[Stored dataset items]

^^^^

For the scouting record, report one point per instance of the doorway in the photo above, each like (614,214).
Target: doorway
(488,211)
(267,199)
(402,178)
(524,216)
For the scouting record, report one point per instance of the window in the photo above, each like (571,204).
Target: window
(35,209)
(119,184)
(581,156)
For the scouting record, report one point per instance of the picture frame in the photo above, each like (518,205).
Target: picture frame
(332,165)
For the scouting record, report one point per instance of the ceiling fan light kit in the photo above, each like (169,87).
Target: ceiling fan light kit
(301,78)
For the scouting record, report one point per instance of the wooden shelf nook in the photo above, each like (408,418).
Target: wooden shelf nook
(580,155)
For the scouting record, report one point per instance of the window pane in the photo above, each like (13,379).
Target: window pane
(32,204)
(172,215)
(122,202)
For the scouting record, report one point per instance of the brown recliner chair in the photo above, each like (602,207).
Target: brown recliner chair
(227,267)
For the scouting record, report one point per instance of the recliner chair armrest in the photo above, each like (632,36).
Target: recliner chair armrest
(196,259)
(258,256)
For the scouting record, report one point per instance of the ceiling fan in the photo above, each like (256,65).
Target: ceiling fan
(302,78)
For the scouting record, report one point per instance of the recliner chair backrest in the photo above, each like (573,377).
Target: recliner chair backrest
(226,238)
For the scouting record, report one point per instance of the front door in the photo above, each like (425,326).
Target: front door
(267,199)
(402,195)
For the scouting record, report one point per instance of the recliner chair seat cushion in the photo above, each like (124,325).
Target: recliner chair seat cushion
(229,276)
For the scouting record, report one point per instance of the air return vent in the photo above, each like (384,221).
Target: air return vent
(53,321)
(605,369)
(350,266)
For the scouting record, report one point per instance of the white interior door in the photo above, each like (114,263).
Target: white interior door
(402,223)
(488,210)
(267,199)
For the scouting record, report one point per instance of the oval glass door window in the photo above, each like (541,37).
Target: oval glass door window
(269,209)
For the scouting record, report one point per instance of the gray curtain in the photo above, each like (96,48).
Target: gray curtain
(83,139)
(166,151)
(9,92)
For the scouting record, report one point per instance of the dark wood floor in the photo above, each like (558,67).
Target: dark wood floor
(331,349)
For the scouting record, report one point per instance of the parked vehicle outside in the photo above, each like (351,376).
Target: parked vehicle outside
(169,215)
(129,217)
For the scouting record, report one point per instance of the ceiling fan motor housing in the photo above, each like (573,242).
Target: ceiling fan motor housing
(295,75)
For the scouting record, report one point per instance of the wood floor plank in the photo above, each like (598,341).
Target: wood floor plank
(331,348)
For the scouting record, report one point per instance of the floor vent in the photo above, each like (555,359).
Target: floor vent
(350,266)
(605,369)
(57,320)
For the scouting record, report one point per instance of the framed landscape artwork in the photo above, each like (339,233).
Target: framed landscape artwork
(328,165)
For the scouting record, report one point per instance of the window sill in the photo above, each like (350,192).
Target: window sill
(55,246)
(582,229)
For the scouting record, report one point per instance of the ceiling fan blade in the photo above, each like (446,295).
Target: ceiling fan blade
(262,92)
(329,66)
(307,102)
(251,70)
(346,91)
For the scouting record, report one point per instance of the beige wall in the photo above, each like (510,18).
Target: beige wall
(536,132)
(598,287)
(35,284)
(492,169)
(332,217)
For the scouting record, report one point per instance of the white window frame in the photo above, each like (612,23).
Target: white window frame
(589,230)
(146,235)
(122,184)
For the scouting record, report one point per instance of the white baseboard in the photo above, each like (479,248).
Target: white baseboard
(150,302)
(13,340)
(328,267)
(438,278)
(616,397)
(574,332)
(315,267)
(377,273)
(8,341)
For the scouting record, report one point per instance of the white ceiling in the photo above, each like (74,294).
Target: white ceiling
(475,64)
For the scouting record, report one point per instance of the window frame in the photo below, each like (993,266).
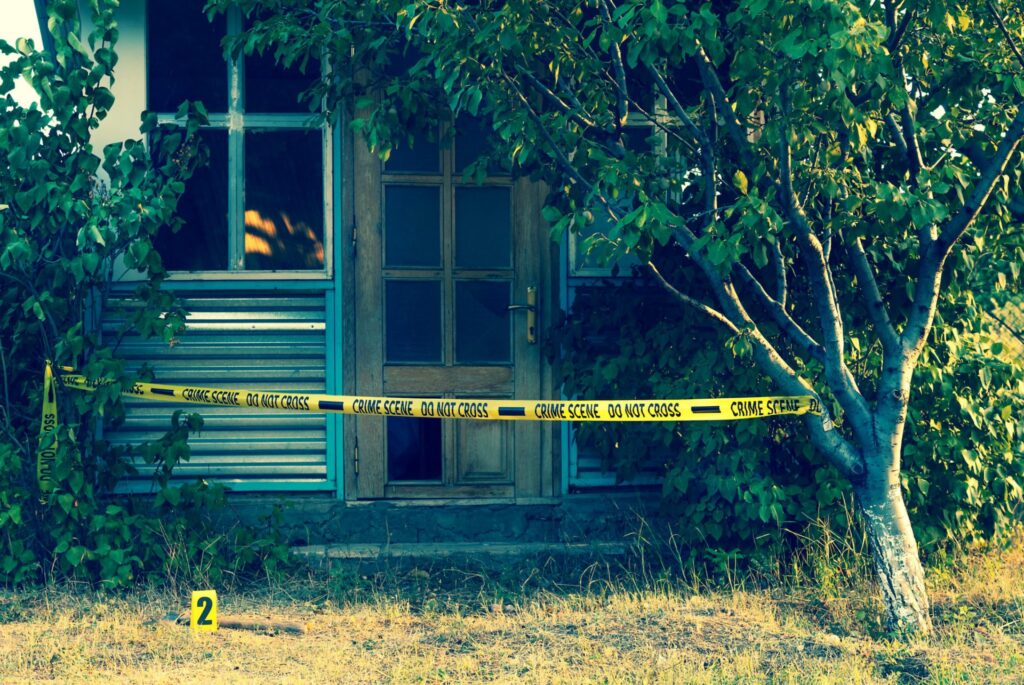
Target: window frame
(236,122)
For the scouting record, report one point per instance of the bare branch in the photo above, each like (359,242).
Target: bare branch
(1006,32)
(896,36)
(677,108)
(934,255)
(897,134)
(691,302)
(574,114)
(732,124)
(823,292)
(559,155)
(996,166)
(877,309)
(777,311)
(622,99)
(781,288)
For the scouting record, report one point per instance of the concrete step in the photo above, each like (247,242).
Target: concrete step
(324,522)
(481,552)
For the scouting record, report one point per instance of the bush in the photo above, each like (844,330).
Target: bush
(741,489)
(68,218)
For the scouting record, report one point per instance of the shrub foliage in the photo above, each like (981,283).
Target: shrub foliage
(70,216)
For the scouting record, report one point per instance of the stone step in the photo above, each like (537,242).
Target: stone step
(484,553)
(322,522)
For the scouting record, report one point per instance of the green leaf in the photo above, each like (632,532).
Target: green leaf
(739,180)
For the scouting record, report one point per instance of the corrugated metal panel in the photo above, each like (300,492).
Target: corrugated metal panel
(237,340)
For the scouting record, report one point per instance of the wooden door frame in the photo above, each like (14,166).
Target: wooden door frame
(534,459)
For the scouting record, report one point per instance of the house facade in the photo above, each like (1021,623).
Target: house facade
(308,264)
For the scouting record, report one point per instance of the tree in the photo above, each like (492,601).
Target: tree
(821,165)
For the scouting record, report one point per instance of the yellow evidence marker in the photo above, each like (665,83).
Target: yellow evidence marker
(204,610)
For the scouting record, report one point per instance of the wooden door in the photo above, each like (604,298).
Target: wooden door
(438,262)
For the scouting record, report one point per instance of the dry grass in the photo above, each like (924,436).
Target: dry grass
(461,627)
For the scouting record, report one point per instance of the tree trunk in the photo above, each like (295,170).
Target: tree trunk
(895,552)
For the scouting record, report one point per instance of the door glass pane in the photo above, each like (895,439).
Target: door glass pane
(413,320)
(284,186)
(483,227)
(412,225)
(422,158)
(414,448)
(270,87)
(482,324)
(201,245)
(184,59)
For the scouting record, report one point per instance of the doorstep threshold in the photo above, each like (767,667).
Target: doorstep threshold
(370,551)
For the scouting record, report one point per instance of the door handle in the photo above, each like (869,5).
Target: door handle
(530,308)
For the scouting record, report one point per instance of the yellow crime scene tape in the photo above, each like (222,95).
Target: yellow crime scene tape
(725,409)
(47,454)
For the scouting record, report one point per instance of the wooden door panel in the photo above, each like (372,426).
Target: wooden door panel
(482,452)
(435,381)
(477,459)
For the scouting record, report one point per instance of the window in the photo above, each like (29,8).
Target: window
(262,202)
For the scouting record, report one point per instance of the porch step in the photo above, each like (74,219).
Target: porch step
(480,552)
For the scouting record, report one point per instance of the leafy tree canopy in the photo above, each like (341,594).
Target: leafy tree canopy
(819,167)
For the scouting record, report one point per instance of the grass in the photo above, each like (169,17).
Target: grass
(601,623)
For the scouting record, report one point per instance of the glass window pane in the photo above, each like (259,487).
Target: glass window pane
(414,448)
(184,59)
(482,324)
(284,190)
(471,142)
(201,245)
(483,227)
(270,87)
(412,225)
(413,320)
(422,158)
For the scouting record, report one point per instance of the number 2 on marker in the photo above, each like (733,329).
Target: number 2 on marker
(204,610)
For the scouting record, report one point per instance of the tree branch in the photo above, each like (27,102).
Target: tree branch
(777,311)
(691,302)
(811,250)
(877,309)
(622,99)
(934,255)
(781,288)
(1006,32)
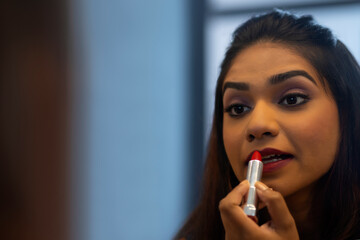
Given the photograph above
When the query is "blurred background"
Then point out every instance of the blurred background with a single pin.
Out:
(106, 108)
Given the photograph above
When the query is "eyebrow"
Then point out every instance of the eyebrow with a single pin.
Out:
(275, 79)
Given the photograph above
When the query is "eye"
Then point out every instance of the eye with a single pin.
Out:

^^^^

Exercise goal
Collect the lines of the records that include the string "every".

Exercise solution
Then point out every instance of the blurred background with a single pin.
Then point out every instance of the eyebrow with a single pin.
Then point out every instance of the eye with a single pin.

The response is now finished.